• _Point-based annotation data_
---
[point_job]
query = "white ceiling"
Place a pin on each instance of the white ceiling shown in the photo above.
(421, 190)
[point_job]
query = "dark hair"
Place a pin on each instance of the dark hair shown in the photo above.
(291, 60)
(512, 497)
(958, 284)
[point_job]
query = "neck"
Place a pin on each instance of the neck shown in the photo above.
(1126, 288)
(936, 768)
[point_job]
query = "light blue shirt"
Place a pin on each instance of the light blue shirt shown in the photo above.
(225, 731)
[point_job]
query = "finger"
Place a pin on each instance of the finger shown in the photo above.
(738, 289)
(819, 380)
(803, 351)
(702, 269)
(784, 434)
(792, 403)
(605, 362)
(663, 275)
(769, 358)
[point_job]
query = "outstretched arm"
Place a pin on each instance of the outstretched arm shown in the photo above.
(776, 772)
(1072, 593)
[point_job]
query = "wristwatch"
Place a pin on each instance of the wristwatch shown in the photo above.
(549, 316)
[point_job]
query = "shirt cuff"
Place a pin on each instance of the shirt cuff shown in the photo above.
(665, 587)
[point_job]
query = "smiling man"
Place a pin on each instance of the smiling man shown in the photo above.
---
• _What you are asked to do_
Print every entry exactly as it appears.

• _Exercise output_
[point_job]
query = "white ceiling"
Place a pin on each instance of the white ceiling shown in the photo above.
(421, 190)
[point_job]
query = "dark hair"
Place a pin on each instance of the dark hair shown in the photo above.
(291, 60)
(512, 497)
(958, 284)
[point_job]
query = "neck"
Place a pin on each instance of the neck shown in the photo above.
(1126, 288)
(936, 768)
[point_job]
query = "light blue shirt"
Place a pin on each instance of the light blue shirt shown in the photo above.
(225, 731)
[point_job]
query = "finger"
Place a pin on each instance of the finger shown in the photo above.
(738, 289)
(819, 380)
(803, 351)
(702, 269)
(784, 434)
(792, 403)
(605, 362)
(663, 275)
(769, 358)
[point_job]
query = "outstretched arm"
Place a pin on each instance of the outstretched arm shown in the photo above.
(776, 772)
(1072, 593)
[point_job]
query = "wristwatch"
Place a pin on each instance of the wristwatch shown in the photo above.
(549, 316)
[point_job]
query = "shirt cuff"
Place a pin on each instance of the shirt cuff shown in the photo above.
(665, 587)
[point_job]
query = "smiling man"
Place a pin on each instance of the smiling man shown in the photo above.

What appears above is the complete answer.